(Objectives):
1. In the forum thread on solving Z^3 = 2+2i, translate this sentence into Spanish: "Well... Using De Moivre's theorem, there are actually 3 solutions for that equation."
2. Extend the forum thread on solving Z^3 = 2+2i, beginning right after its final line.

======== Text ========

Solving Complex Number Equation: Z^3 = 2+2i

[string_656]

hey again,

im have a problem with 1 of the questions I am doing.

Z^3 = 2+2i, and it asks to solve for Z.

does it want me to actually get a number for Z? or does it simply want me to write...

z = (2+2i)^(1/3)

but ^^^^ this seems way to easy

 

[Repainted]

Well... Using De Moivre's theorem, there are actually 3 solutions for that equation.

Because 2 + 2i can be expressed as 2$$\sqrt{2}$$e^i($$\pi$$/4) = 2$$\sqrt{2}$$e^{i($$\pi$$/4+2k$$\pi$$)}.

so Z³ = 2$$\sqrt{2}$$e^{i($$\pi$$/4+2k$$\pi$$)}

=> Z = (2$$\sqrt{2}$$e^{i($$\pi$$/4+2k$$\pi$$)})^(1/3) for any 3 consecutive values of k.

======== Supplied information ========

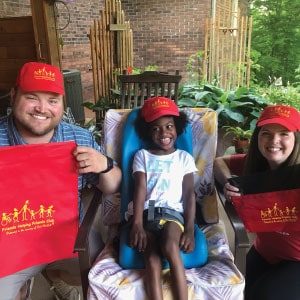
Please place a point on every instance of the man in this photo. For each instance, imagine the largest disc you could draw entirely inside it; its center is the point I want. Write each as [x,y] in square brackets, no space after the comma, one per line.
[36,117]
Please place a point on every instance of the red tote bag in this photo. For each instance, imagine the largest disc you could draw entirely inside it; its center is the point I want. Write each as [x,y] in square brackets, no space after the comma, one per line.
[271,211]
[270,200]
[39,205]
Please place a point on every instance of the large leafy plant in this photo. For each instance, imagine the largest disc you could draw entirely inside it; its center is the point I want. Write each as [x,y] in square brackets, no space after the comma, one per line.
[235,108]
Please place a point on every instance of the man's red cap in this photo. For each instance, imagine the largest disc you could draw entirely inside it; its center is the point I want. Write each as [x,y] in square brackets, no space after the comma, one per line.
[286,116]
[36,76]
[157,107]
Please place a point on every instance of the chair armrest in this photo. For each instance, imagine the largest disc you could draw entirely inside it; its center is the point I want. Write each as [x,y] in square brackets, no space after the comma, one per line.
[88,242]
[241,239]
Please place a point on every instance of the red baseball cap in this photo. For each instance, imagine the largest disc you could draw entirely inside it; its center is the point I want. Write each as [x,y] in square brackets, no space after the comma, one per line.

========

(Answers to each task):
1. Bueno... Usando el teorema de De Moivre, en realidad hay 3 soluciones para esa ecuación.

2.
 

[lurflurf]

Poorly written instructions perhaps. You could write Z in a+ib form.

 

[string_656]

thanks repainted, lurflurf how could i rearange it so that its in a + ib form?

 

[rock.freak667]

thanks repainted, lurflurf how could i rearange it so that its in a + ib form?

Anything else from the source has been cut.